Max Beer
Algemene geschiedenis van het socialisme
Hoofdstuk 36


De Tweede Duitse revolutie (1848-1849)

Politieke gebeurtenissen

Wij hebben te zijner tijd in het licht gesteld dat de eerste Duitse omwenteling (1516-1536) zich hoofdzakelijk tot de landbouwers beperkt heeft. Ook dat een streven naar de Duitse eenheid en communistische elementen daarin gemengd waren. Het resultaat van gezegde omwenteling was een gedeeltelijke kerkhervorming alsmede de overwinning van de landsvorsten en de grondadel. De Tweede Duitse revolutie die wij thans te bespreken hebben (1848/49) is in hoofdzaak een burgerlijk-liberale en nationale beweging geweest, waarin ook denkbeelden van een sociale hervorming een rol hebben gespeeld.
..........
§ Werkopdrachten:
(a) Tot welke groep beperkte de eerste Duitse omwenteling zich volgens het stuk over de Tweede Duitse revolutie vooral?
(b) Schrijf uit het stuk over de Tweede Duitse revolutie alles over, vanaf "Wij hebben te" tot en met "rol hebben gespeeld.".
(c) Pak het stuk over de Tweede Duitse revolutie weer op en schrijf verder na de laatste zin.
De lijst die nu volgt, staat los van het stuk over de Tweede Duitse revolutie.

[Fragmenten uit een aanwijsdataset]
..........
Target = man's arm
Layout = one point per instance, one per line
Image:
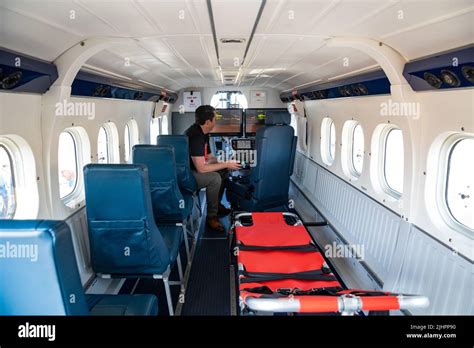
(211, 158)
(203, 167)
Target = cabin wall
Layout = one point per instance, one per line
(22, 114)
(272, 96)
(405, 249)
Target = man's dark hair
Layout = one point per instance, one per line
(204, 113)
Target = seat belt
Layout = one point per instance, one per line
(301, 248)
(317, 274)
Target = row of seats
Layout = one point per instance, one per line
(137, 221)
(39, 275)
(268, 183)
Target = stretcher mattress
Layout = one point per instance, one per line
(281, 269)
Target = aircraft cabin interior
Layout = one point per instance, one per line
(237, 158)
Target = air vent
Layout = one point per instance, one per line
(232, 40)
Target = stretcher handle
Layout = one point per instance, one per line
(345, 304)
(238, 216)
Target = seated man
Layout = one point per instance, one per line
(209, 173)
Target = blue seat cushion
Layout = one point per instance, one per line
(118, 305)
(173, 236)
(177, 215)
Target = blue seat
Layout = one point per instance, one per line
(267, 185)
(124, 238)
(186, 180)
(168, 203)
(167, 200)
(42, 277)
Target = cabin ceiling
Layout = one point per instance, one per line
(173, 44)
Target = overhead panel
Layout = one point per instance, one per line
(233, 19)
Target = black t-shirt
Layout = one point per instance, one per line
(198, 143)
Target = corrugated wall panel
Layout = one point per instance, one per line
(418, 263)
(431, 269)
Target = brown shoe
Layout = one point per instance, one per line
(222, 210)
(214, 224)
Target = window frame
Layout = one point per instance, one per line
(325, 150)
(240, 93)
(83, 156)
(70, 195)
(13, 170)
(133, 138)
(107, 155)
(347, 150)
(382, 175)
(352, 167)
(442, 183)
(154, 122)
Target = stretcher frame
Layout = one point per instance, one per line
(345, 302)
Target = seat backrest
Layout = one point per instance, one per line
(168, 203)
(186, 179)
(276, 146)
(38, 269)
(123, 236)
..........
§ Antwoorden:
(a) Tot de landbouwers.

(b)
Wij hebben te zijner tijd in het licht gesteld dat de eerste Duitse omwenteling (1516-1536) zich hoofdzakelijk tot de landbouwers beperkt heeft. Ook dat een streven naar de Duitse eenheid en communistische elementen daarin gemengd waren. Het resultaat van gezegde omwenteling was een gedeeltelijke kerkhervorming alsmede de overwinning van de landsvorsten en de grondadel. De Tweede Duitse revolutie die wij thans te bespreken hebben (1848/49) is in hoofdzaak een burgerlijk-liberale en nationale beweging geweest, waarin ook denkbeelden van een sociale hervorming een rol hebben gespeeld.

(c)
Het politiek verloop van de Tweede Duitse revolutie is — kort samengevat — als volgt geweest. Zowel in Oostenrijk als in Pruisen — derhalve de twee belangrijkste bondsstaten — was sinds 1830 het streven van de burgerij steeds meer gericht geweest op de verwijdering van het absolute monarchaal gezag en van de nationale verbrokkeling, en voorts op de bevordering van het liberalisme en van de nationale eenheid. In de kleine bondsstaten — in het bijzonder in Zuid-Duitsland — openbaarde dit drijven zich in nog sterkere mate. De onafgebroken geldnood van de regeringen kwam de burgerij uitnemend te stade en stelde haar in de gelegenheid tegenover de vorsten nadrukkelijk voor haar eisen op te komen. Reeds tegen het einde van 1847 heerste een sterke geest van verzet en toen de mare van de Parijse Februarirevolutie (1848) in Duitsland doordrong, brak ook hier de storm los, — de 13 maart in Wenen en de 18de van dezelfde maand in Berlijn. In de kleinere bondsstaten was de gisting reeds sinds einde februari gaande. Aanvankelijk bogen de vorsten en de adel het hoofd voor de opstekende storm. Zij namen de vlucht of verklaarden zich eensgezind met de revolutie, in de hoop aldus tenminste het leven te redden. Maar de golven van de omwenteling kwamen weldra tot rust, voor een deel tengevolge van de aangeboren behoudzucht van de Duitse burgerij, — voor een deel ook tengevolge van haar vrees voor het proletariaat dat, zoals wij in een volgend hoofdstuk zullen vernemen, met sociaal-politieke eisen optrad.

In Berlijn werden door de burgerlijke ministers onderhandelingen geopend met de kroon, ten einde tot overeenstemming te komen aangaande een grondwet en een burgerlijk-adellijke coalitieregering. In Wenen wenste de burgerij in de eerste plaats een keizerlijk hof in haar midden terug te zien en de rust en orde te herstellen die voor het zakenleven onmisbaar zijn.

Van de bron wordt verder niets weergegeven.